WHAT YOU WILL DO —
All lines from the one containing "Could you give the outline of every instance of the **helmet**?" through the last line of the listing below are to be copied exactly. Exclude the pictures.

## begin DATA TO USE

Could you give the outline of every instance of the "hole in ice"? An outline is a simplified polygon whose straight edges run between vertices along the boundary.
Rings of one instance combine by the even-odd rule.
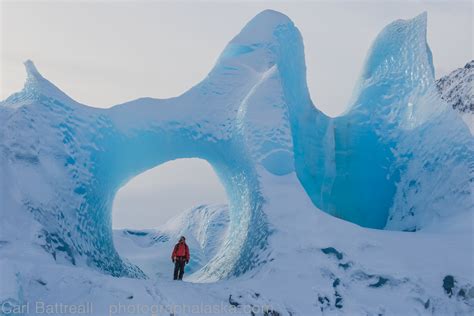
[[[119,255],[150,278],[171,279],[171,252],[186,236],[191,260],[185,277],[219,251],[229,215],[224,187],[202,159],[178,159],[133,178],[116,194],[112,222]]]

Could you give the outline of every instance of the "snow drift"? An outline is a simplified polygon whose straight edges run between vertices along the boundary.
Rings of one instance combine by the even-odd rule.
[[[114,196],[150,168],[196,157],[213,166],[230,205],[220,251],[202,264],[195,280],[243,273],[244,281],[263,280],[273,271],[274,282],[283,284],[297,273],[288,288],[309,289],[311,280],[338,279],[343,289],[337,282],[327,288],[337,288],[334,298],[308,290],[301,296],[307,302],[288,299],[290,309],[323,311],[339,309],[344,293],[379,278],[373,287],[388,282],[401,289],[400,297],[415,291],[414,300],[425,305],[436,297],[440,310],[466,310],[446,301],[435,284],[449,271],[467,287],[472,284],[469,250],[450,245],[472,233],[474,143],[436,91],[426,14],[395,21],[379,34],[353,102],[337,118],[310,100],[301,35],[274,11],[252,19],[202,82],[171,99],[141,98],[97,109],[64,94],[31,61],[25,65],[24,89],[0,105],[0,251],[5,278],[16,287],[2,289],[0,299],[43,297],[24,285],[28,273],[19,271],[28,265],[20,253],[42,258],[43,270],[81,267],[146,277],[115,250]],[[365,227],[421,232],[366,230],[320,210]],[[446,237],[453,232],[455,239]],[[324,261],[320,249],[334,254],[342,267],[357,268],[336,278],[328,268],[334,262]],[[460,260],[443,260],[432,274],[423,272],[423,264],[446,253]],[[302,254],[319,269],[308,270],[311,278],[290,269],[291,258]],[[406,268],[396,259],[403,254],[410,254],[411,270],[393,275]],[[338,262],[347,257],[357,262]],[[374,265],[382,258],[387,264]],[[60,282],[55,280],[50,284]],[[266,290],[274,301],[286,300],[275,288]],[[310,302],[308,295],[319,299]],[[378,310],[365,299],[360,305],[357,297],[345,300],[355,311]],[[396,302],[389,308],[413,311]]]

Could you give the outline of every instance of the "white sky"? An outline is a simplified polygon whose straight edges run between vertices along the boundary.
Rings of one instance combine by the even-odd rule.
[[[71,97],[96,107],[179,95],[206,76],[226,43],[264,9],[285,13],[300,29],[313,102],[331,116],[344,111],[371,42],[395,19],[428,12],[438,77],[473,59],[471,1],[0,1],[1,99],[22,88],[26,59]],[[124,187],[114,225],[155,226],[183,206],[225,200],[205,162],[188,161],[202,177],[190,188],[195,177],[179,173],[184,162]],[[174,199],[180,187],[190,189]]]

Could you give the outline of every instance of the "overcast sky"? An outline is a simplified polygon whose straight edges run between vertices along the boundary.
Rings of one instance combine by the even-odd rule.
[[[1,99],[22,88],[26,59],[71,97],[95,107],[179,95],[268,8],[300,29],[313,102],[331,116],[344,111],[371,42],[393,20],[428,12],[438,77],[473,58],[471,1],[0,1]],[[170,162],[119,192],[114,226],[156,226],[184,208],[223,201],[206,162]]]

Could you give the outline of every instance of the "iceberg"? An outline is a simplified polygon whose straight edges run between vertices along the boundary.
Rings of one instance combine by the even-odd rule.
[[[358,265],[360,270],[345,276],[347,282],[409,287],[406,297],[421,293],[418,284],[388,277],[390,265],[371,265],[381,256],[396,265],[402,252],[390,251],[406,247],[416,258],[412,262],[420,263],[407,275],[413,280],[421,271],[427,291],[435,293],[433,284],[439,280],[419,266],[444,252],[458,254],[449,239],[439,237],[443,232],[472,231],[474,140],[436,91],[426,19],[421,14],[382,30],[348,110],[336,118],[319,111],[309,96],[300,32],[288,17],[271,10],[258,14],[231,40],[203,81],[170,99],[140,98],[94,108],[74,101],[27,61],[23,90],[0,103],[0,251],[8,258],[2,264],[29,267],[25,262],[31,259],[41,267],[147,278],[115,249],[114,197],[150,168],[201,158],[214,168],[230,204],[219,251],[203,255],[195,280],[263,271],[261,278],[273,275],[282,281],[279,276],[290,273],[285,269],[301,254],[329,266],[319,251],[324,247],[338,254],[337,269]],[[437,246],[425,247],[433,242],[426,235],[355,224],[436,232]],[[374,238],[379,244],[372,243]],[[347,256],[364,264],[342,262]],[[471,266],[468,260],[449,265],[461,279]],[[385,274],[377,279],[363,272],[365,267]],[[331,269],[315,278],[334,275]],[[17,275],[18,284],[28,282],[21,281],[29,280],[27,273],[22,279],[10,270],[9,279]],[[308,273],[295,279],[312,280],[313,272]],[[339,284],[331,282],[334,288]],[[316,295],[312,289],[308,293]],[[17,292],[25,289],[19,286]],[[422,294],[417,300],[426,301]],[[321,295],[321,304],[329,301]],[[8,298],[23,301],[24,295]],[[436,302],[445,306],[441,313],[455,310],[454,303]],[[308,304],[308,309],[319,306]],[[350,296],[347,304],[358,306]]]

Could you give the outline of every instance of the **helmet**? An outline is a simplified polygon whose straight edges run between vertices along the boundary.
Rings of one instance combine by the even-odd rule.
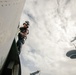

## end DATA TO USE

OUTPUT FOR THIS EXERCISE —
Could you give the outline of every instance of the **helmet**? An outline is a simplified polygon whose straight edges run between vertices along the boundary.
Rings of one instance combine by the even-odd rule.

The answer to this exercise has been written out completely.